Write out precisely the lines beginning with the line that contains "indicate the chair armrest with a point" and ending with the last line of the entries, and no other lines.

========

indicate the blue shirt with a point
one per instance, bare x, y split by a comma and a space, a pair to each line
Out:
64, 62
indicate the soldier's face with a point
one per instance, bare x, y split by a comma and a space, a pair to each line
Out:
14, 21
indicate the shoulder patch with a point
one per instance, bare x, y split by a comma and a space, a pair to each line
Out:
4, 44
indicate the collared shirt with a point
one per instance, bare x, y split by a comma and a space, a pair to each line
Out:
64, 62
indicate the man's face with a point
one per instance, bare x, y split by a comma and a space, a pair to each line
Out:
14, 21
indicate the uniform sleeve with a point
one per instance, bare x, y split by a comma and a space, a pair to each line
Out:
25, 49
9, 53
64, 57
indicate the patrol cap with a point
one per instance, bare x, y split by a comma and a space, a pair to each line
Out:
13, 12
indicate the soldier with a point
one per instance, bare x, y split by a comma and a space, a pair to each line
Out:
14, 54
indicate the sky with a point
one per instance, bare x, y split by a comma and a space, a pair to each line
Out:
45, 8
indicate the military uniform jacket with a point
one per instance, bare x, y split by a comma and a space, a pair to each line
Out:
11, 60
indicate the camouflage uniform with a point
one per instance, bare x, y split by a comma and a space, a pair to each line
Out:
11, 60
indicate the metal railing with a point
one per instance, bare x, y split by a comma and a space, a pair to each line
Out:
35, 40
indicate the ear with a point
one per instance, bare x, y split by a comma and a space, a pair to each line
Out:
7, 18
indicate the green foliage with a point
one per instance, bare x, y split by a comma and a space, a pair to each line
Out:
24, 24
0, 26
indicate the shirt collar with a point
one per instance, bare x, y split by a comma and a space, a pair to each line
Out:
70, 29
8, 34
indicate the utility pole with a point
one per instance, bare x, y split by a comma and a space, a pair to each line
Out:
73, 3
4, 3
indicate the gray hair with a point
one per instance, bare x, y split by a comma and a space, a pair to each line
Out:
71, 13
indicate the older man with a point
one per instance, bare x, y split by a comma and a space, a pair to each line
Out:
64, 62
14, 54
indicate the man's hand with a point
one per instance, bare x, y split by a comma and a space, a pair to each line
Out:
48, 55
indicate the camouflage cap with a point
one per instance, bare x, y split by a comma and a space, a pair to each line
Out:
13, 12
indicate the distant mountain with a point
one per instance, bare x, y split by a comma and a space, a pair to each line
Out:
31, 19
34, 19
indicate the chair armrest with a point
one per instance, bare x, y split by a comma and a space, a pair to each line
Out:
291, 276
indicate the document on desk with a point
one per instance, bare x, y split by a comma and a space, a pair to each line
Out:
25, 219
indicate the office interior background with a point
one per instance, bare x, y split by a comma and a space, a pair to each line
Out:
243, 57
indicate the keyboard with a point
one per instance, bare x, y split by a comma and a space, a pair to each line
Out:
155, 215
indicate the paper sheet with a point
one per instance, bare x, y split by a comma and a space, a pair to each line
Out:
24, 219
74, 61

========

**WRITTEN ANSWER**
indicate the chair armrest with a point
one per instance, bare x, y split by a comma and a space, a pair to each line
Out:
291, 276
indicate the document on desk with a point
one per instance, bare x, y split by a comma and a space, a pair to each line
Out:
25, 219
indicate the office interior background with a point
one per instance, bare x, y split by a comma and a space, a pair to each line
Out:
243, 57
indicate the keyboard with a point
one per instance, bare x, y split by a comma and a space, a pair to each line
Out:
155, 215
indicate the paper sheet with a point
one per instance, bare x, y split by a comma and a space, a pair to each line
Out:
24, 219
74, 61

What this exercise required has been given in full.